Spending time to identify our purpose and values might seem like a distraction from the urgent priorities we all face. But in a time of change, knowing our purpose and values will bring stability and direction.
Steve Jobs was an imperfect human being like the rest of us. But in his short life he achieved more of the goals he set himself than many of us do.
In his famous 2005 Stanford commencement address, Steve summarised the philosophy his life experience had taught him. He didn’t use the words ‘values’ or ‘purpose’. Instead he talked about ‘love’, ‘inner voice’, ‘heart’, and ‘intuition’. Here is what he had to say:
“Your work is going to fill a large part of your life, and the only way to be truly satisfied is to do what you believe is great work. And the only way to do great work is to love what you do…
“Your time is limited, so don’t waste it living someone else’s life. Don’t be trapped by dogma — which is living with the results of other people’s thinking. Don’t let the noise of others’ opinions drown out your own inner voice. And most important, have the courage to follow your heart and intuition. They somehow already know what you truly want to become. Everything else is secondary.”

=== Work to complete ===
Transcribe the passage on purpose and values between "Spending time to" and "many of us do.", inclusive.

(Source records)
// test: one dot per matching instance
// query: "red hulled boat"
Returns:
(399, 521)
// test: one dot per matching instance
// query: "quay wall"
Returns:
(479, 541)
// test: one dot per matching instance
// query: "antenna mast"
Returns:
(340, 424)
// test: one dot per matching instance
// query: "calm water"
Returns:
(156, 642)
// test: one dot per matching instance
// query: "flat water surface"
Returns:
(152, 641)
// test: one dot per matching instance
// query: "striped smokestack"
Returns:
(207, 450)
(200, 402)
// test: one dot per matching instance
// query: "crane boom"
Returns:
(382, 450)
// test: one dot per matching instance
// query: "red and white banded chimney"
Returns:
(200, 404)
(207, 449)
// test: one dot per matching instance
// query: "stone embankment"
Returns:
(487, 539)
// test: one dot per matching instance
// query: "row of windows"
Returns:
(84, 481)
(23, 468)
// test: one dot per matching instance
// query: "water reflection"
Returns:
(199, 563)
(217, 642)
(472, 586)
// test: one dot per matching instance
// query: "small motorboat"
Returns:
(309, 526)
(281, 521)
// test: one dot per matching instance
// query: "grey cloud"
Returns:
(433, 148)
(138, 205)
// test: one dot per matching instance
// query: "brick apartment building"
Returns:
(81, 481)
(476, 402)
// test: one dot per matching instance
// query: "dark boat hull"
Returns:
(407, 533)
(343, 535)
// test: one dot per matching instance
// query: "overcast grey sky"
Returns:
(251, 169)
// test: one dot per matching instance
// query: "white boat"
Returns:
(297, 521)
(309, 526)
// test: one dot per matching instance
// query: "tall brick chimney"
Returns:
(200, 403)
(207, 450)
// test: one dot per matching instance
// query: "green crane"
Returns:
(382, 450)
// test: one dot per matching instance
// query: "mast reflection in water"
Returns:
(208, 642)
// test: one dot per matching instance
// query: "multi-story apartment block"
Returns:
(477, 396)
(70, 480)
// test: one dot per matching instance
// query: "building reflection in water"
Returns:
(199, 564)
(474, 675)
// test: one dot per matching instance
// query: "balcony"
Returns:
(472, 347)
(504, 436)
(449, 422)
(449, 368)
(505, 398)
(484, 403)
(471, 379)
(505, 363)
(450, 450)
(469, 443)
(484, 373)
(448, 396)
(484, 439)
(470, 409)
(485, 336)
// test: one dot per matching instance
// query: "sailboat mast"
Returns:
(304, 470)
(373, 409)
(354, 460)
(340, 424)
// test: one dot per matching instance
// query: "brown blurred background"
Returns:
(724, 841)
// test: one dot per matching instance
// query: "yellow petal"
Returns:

=== Task response ===
Spending time to identify our purpose and values might seem like a distraction from the urgent priorities we all face. But in a time of change, knowing our purpose and values will bring stability and direction.
Steve Jobs was an imperfect human being like the rest of us. But in his short life he achieved more of the goals he set himself than many of us do.